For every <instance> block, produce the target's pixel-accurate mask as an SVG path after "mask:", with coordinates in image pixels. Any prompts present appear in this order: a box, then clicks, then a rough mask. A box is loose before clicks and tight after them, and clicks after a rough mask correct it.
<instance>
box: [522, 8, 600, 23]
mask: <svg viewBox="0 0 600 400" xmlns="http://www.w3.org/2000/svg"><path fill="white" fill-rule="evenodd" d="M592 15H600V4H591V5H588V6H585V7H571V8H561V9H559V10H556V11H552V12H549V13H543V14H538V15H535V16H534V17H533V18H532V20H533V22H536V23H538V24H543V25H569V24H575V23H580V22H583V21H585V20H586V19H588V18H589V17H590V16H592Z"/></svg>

---

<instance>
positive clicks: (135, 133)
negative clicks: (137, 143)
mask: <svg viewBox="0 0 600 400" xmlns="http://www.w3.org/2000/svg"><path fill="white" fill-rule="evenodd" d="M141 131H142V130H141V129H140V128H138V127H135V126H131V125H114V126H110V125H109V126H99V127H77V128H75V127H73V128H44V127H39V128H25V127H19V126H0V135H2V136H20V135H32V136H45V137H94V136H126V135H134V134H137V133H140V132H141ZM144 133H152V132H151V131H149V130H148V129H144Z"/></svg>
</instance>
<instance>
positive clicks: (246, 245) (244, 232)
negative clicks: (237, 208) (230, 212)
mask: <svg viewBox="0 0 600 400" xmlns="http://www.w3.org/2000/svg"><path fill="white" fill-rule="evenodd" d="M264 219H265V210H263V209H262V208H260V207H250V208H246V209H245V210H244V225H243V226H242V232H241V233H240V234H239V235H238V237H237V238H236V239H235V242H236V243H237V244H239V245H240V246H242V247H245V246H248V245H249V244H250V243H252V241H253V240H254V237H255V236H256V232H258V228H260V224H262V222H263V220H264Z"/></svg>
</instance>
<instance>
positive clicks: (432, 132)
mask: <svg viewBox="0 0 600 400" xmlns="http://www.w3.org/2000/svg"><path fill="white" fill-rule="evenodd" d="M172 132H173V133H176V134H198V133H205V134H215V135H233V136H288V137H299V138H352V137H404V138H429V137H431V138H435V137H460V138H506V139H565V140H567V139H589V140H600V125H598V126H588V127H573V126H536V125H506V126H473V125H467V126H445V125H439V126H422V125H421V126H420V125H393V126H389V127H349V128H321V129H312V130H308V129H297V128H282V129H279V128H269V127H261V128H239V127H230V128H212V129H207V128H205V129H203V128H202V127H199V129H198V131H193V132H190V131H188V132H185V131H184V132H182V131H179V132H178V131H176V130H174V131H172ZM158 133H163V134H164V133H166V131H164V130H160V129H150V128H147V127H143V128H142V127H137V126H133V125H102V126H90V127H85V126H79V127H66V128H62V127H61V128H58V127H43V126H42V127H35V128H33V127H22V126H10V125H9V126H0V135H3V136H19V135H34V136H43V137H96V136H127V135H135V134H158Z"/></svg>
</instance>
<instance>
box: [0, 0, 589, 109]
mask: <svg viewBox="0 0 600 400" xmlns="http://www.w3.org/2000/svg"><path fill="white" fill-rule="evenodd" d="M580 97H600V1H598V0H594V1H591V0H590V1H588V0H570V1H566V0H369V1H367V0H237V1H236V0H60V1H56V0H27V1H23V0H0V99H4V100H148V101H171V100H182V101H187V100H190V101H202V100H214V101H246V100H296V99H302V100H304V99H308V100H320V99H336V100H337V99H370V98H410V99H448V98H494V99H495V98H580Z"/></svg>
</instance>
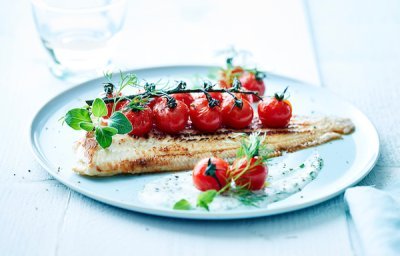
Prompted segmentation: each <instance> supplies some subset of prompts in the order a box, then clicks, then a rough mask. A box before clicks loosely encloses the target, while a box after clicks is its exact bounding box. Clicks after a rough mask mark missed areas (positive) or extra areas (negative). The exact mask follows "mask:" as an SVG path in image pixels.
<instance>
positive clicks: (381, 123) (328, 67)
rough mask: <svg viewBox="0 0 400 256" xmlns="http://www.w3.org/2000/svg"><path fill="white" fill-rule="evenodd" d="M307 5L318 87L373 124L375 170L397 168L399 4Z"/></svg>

◆ Aim of the exercise
Copy out word for word the lines from the one containing "For every <instance>" up to and including the one containing "box: [522, 8, 600, 23]".

◆ Solution to the problem
For every <instance> block, produce the target's pixel-accurate mask as an SVG path after "mask:", with coordinates in image pixels. Any prompts present appear in this order: a box, then clicks, then a rough mask. A box is loose before clicks and tight after them, and clicks after a rough mask correct it.
<instance>
box: [522, 8, 600, 23]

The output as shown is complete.